Breaking through in life – out of seasons of struggle, suffering, want, or weariness – is a legit thing. It’s not low-brow pragmatism or mindless passion. It’s a thing. And the way of breaking through is the way of trust.
Problem is, as my own life has attested this past year, an emotion of trust or faith is difficult to come by when you are really in the wilderness, deep in the valley of decision. The charismatic prodding to produce big faith seems indeed an exercise in wishful thinking, if not outright denial; there are no easy answers. But this is where the theology comes in: God-as-fortress is not so much practicality as mystery. And trust is not so much emotion as leaning on a transcendant hope.
In other words, trust is the confession that God is my refuge and my fortress. No matter how it looks, or how I feel, and before there is any hard evidence of this. God just is.
You will not fear the terror of night, nor the arrow that flies by day, nor the pestilence that stalks in the darkness, nor the plague that destroys at midday. A thousand may fall at your side, ten thousand at your right hand, but it will not come near you. You will only observe with your eyes and see the punishment of the wicked.
For my family and I, this weekend really was one of breakthrough. It brought a measure of fulfillment to that transcendant hope that we have been desperately leaning on for these last months. Our sometimes unbelieving trust in God’s “fortressness” has proven worthy in some vital ways. And this, precisely at the moment that even more arrows flying by day and pestilence stalking by night came our way.

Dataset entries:
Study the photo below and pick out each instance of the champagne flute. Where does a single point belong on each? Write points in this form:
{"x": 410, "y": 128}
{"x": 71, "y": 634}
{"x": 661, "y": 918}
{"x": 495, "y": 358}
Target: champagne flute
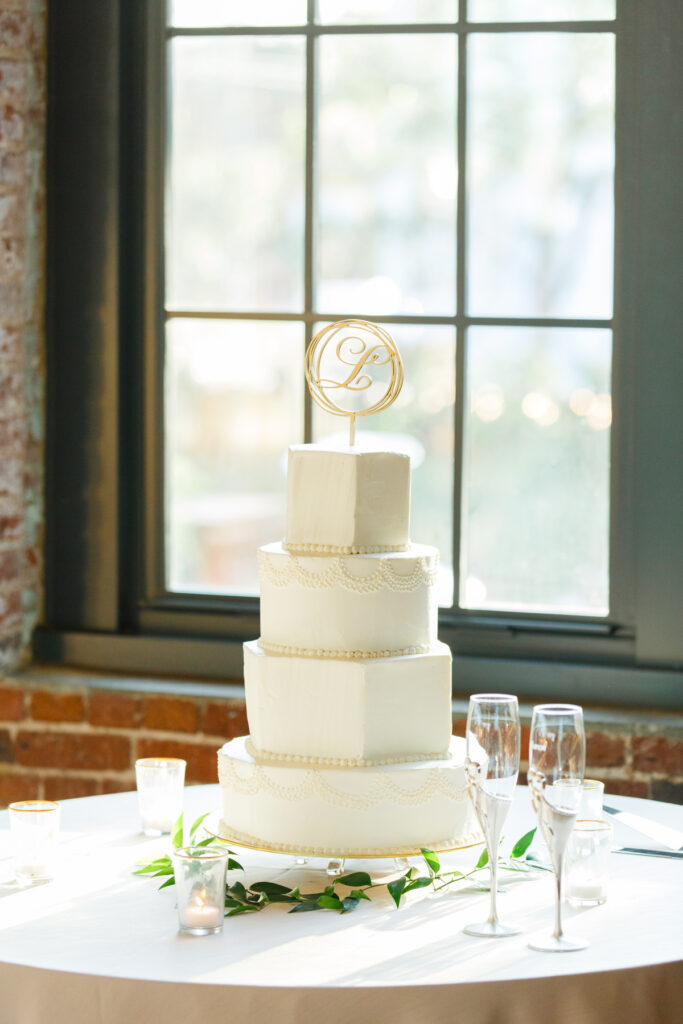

▶ [ASSIGNMENT]
In the passage on trust, condense the paragraph that begins "For my family and I" into a shorter version that keeps its main facts.

▶ [ANSWER TO THIS EXERCISE]
This weekend was a breakthrough for the family, partly fulfilling the transcendent hope they had desperately leaned on for months. Their sometimes unbelieving trust in God's "fortressness" proved worthy in vital ways. This happened at the very moment more troubles came their way.